Exercise details:
Transcribe the following passage on fetching web resources with urlopen() in full, reproducing every word and mark without alteration.

··· Document text

After setting up some variables, the code creates a request object:

  • txheaders can hold any headers that you might want to add to the request.
  • To make a POST request, txdata should contain the body of the request (more on both of these later). This example does not use either and the code could just omit them.
  • CHUNKSIZE is how much data to read at a time from the page. rxdata contains the resource fetched, and rxbuffer is a temporary variable used to hold the data.

If the error object has a read attribute, then the server returned a page, even though an error occurred. (The page probably has a description of the problem, but this example doesn’t examine the error any further and just displays the page. Proper error handling is shown in a moment.)

urlopen() returns the file-like object, which has two interesting methods: info() and geturl().

info() returns an RFC822 message object. This contains some of the details of the underlying HTTP transaction, and you can use it to look at the headers the server returned, for example.

The message object also has methods gettype() and getmaintype(). gettype() yields what kind of resource was fetched. Common resources are “text/html” for the body of a web page, or “image/jpeg” for a jpeg image.[5] getmaintype() returns the first part of the gettype() string. For instance, for “text/html,” getmaintype() returns “text.”

The RFC822 message object also behaves like a dictionary, keyed by the headers the server sent. These are called the response headers. (Don't try and just iterate over a message object, though: the __iter__ method is missing in versions of Python before 2.4. Instead, iterate over messageobject.keys().)

······
··· Given information

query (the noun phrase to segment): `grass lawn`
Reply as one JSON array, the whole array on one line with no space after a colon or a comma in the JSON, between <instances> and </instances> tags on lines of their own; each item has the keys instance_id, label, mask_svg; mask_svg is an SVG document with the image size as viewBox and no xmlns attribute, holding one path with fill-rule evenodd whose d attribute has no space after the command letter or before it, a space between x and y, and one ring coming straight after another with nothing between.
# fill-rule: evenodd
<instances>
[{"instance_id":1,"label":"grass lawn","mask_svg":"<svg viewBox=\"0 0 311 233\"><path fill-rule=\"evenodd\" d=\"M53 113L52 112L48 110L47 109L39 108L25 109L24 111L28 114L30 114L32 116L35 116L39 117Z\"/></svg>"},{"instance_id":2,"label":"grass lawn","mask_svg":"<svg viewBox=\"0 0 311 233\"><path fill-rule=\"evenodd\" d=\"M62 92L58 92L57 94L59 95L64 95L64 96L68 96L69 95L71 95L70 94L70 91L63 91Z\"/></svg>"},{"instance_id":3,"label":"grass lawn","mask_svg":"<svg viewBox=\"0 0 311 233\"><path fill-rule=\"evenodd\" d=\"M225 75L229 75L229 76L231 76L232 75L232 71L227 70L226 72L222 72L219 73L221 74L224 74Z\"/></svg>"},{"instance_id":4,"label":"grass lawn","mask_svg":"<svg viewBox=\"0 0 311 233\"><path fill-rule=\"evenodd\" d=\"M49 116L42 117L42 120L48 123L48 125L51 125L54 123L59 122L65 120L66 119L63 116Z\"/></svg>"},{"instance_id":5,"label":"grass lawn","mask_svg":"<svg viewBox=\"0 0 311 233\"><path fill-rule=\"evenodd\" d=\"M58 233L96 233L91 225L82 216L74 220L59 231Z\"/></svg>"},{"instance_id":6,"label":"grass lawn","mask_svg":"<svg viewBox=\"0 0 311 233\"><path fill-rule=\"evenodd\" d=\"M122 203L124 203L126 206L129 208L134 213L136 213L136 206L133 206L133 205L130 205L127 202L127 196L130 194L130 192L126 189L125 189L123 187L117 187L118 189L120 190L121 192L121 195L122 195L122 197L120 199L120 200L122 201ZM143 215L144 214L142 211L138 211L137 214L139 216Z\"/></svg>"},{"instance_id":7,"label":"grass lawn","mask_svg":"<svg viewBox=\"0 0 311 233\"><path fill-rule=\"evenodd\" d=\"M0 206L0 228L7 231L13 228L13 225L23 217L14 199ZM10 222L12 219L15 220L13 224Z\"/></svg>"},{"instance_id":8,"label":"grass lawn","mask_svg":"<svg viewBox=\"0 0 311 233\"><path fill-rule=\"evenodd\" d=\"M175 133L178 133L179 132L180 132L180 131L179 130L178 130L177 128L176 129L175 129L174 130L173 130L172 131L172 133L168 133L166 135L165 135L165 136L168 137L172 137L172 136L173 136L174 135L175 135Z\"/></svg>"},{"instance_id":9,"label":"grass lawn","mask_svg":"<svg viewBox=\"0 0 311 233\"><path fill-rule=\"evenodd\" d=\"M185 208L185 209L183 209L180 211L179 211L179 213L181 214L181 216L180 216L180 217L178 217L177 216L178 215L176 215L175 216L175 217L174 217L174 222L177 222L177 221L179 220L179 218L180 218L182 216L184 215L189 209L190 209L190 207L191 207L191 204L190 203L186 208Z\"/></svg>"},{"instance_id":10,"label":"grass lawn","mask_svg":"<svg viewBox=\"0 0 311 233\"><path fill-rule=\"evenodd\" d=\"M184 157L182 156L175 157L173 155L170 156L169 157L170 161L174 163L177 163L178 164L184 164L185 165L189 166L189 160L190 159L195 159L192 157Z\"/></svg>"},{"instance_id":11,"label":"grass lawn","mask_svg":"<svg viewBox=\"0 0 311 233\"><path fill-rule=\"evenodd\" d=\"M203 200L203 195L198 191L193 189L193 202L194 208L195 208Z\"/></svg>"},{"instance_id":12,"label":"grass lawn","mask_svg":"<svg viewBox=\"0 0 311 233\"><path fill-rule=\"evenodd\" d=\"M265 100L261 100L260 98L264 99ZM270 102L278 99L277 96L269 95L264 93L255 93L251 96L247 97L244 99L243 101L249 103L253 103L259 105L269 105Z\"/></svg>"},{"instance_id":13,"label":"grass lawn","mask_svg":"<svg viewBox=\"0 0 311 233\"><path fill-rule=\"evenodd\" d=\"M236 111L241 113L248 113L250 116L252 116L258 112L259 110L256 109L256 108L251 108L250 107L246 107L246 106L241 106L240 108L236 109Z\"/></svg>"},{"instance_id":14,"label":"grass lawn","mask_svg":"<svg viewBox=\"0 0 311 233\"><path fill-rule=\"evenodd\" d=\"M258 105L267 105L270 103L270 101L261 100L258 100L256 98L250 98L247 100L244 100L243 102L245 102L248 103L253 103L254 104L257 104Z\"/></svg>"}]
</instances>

······

Response to this task:
After setting up some variables, the code creates a request object:

  • txheaders can hold any headers that you might want to add to the request.
  • To make a POST request, txdata should contain the body of the request (more on both of these later). This example does not use either and the code could just omit them.
  • CHUNKSIZE is how much data to read at a time from the page. rxdata contains the resource fetched, and rxbuffer is a temporary variable used to hold the data.

If the error object has a read attribute, then the server returned a page, even though an error occurred. (The page probably has a description of the problem, but this example doesn’t examine the error any further and just displays the page. Proper error handling is shown in a moment.)

urlopen() returns the file-like object, which has two interesting methods: info() and geturl().

info() returns an RFC822 message object. This contains some of the details of the underlying HTTP transaction, and you can use it to look at the headers the server returned, for example.

The message object also has methods gettype() and getmaintype(). gettype() yields what kind of resource was fetched. Common resources are “text/html” for the body of a web page, or “image/jpeg” for a jpeg image.[5] getmaintype() returns the first part of the gettype() string. For instance, for “text/html,” getmaintype() returns “text.”

The RFC822 message object also behaves like a dictionary, keyed by the headers the server sent. These are called the response headers. (Don't try and just iterate over a message object, though: the __iter__ method is missing in versions of Python before 2.4. Instead, iterate over messageobject.keys().)